What the task requires
From the methylotrophic yeast text, copy the part that begins with "Methylotrophic yeasts are attractive" and ends after "News 46:199 (1996).", changing "biomass" to "cell density".

Reading text
-*-*-

Certain yeasts are able to utilize methanol as a sole source of carbon and energy. Species of the so-called methylotrophic yeasts that have the biochemical pathways necessary for methanol utilization are classified into four genera, based upon cell morphology and growth characteristics: Hansenula, Pichia, Candida, and Torulopsis (Billon-Grand, Mycotaxon 35:201 (1989); Kurtzman, Mycologia 84:72 (1992)). Not all species within these genera are capable of utilizing methanol as a source of carbon and energy, and therefore, individual species of a genus may differ in physiology and metabolism.
Methylotrophic yeasts are attractive candidates for use in recombinant protein production systems. Some methylotrophic yeasts have been shown to grow rapidly to high biomass on minimal defined media. Certain genes of methylotrophic yeasts are tightly regulated and highly expressed under induced or de-repressed conditions, suggesting that promoters of these genes might be useful for producing polypeptides of commercial value. See, for example, Romanos et al., Yeast 8:423 (1992), Cregg et al., Bio/Technology 11:905 (1993), Faber et al., Yeast 11:1331 (1995), and Jong et al., SIM News 46:199 (1996).
Development of methylotrophic yeasts as hosts for use in recombinant production systems has been slow, due in part to a lack of efficient promoters, selectable markers, and mutant host cells, as well as suitable transformation techniques. The most highly developed methylotrophic host systems utilize Pichia pastoris (Komagataella pastoris) and Hansenula polymorpha (Pichia angusta) (Faber et al, Curr. Genet. 25:305-310 (1994); Cregg et al., ibid.; Romanos et al., Yeast 8:423 (1992); U.S. Pat. No. 4,855,242; U.S. Pat. No. 4,857,467; U.S. Pat. No. 4,879,231; and U.S. Pat. No. 4,929,555).
For example, numerous fermentation processes have been described for expression of heterologous proteins by Pichia pastorsis. Typically, these methods are based on a fermentation recipe developed by Brieley et al., international publication No. WO 90/03431, which uses an initial growth phase on glycerol, followed by a period of glycerol feeding to build up the biomass (see, for example, Stratton et al., "High Cell-Density Fermentation," in Methods in Molecular Biology, Vol. 103, Higgins and Cregg (eds.), pages 107-120 (Humana Press Inc. 1998)). To induce protein expression using the methanol-inducible alcohol oxidase 1 (AOX1) promoter, a slow feed of methanol is initiated along with glycerol feeding. After the cells have adapted to growth on methanol, the glycerol feed is stopped, and methanol is used as the sole carbon source for the remainder of the fermentation. The basal recipe includes a very high level of inorganic salts, including magnesium sulfate, potassium sulfate, calcium sulfate, phosphoric acid, and trace metals. The combination of these salts forms an insoluble precipitate that easily falls out of solution.

-*-*-

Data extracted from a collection
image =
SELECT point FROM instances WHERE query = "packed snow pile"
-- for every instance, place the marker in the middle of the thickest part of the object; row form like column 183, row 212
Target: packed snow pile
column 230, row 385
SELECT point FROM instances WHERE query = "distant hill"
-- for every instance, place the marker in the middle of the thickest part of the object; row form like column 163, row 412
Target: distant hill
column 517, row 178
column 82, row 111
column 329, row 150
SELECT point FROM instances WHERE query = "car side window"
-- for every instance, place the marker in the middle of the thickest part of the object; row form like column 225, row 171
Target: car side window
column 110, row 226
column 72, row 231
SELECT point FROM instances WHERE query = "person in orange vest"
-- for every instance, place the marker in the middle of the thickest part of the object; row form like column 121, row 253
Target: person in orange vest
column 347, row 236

-*-*-

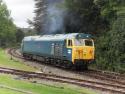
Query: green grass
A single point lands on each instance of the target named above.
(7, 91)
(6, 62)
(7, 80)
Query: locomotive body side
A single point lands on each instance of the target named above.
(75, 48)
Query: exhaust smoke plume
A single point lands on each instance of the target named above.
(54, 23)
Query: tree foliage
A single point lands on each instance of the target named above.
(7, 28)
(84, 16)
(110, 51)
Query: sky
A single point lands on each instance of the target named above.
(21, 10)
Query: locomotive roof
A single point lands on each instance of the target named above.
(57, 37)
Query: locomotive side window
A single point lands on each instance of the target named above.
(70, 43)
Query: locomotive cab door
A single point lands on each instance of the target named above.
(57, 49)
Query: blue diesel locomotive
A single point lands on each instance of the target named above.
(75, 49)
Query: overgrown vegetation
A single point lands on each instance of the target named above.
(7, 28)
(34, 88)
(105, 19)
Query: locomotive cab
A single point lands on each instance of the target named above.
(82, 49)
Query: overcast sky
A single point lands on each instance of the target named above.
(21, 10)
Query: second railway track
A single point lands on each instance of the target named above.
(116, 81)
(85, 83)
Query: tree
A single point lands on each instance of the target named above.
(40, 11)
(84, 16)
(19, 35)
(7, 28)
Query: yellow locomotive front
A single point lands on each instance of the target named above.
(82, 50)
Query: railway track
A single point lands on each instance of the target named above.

-*-*-

Response area
Methylotrophic yeasts are attractive candidates for use in recombinant protein production systems. Some methylotrophic yeasts have been shown to grow rapidly to high cell density on minimal defined media. Certain genes of methylotrophic yeasts are tightly regulated and highly expressed under induced or de-repressed conditions, suggesting that promoters of these genes might be useful for producing polypeptides of commercial value. See, for example, Romanos et al., Yeast 8:423 (1992), Cregg et al., Bio/Technology 11:905 (1993), Faber et al., Yeast 11:1331 (1995), and Jong et al., SIM News 46:199 (1996).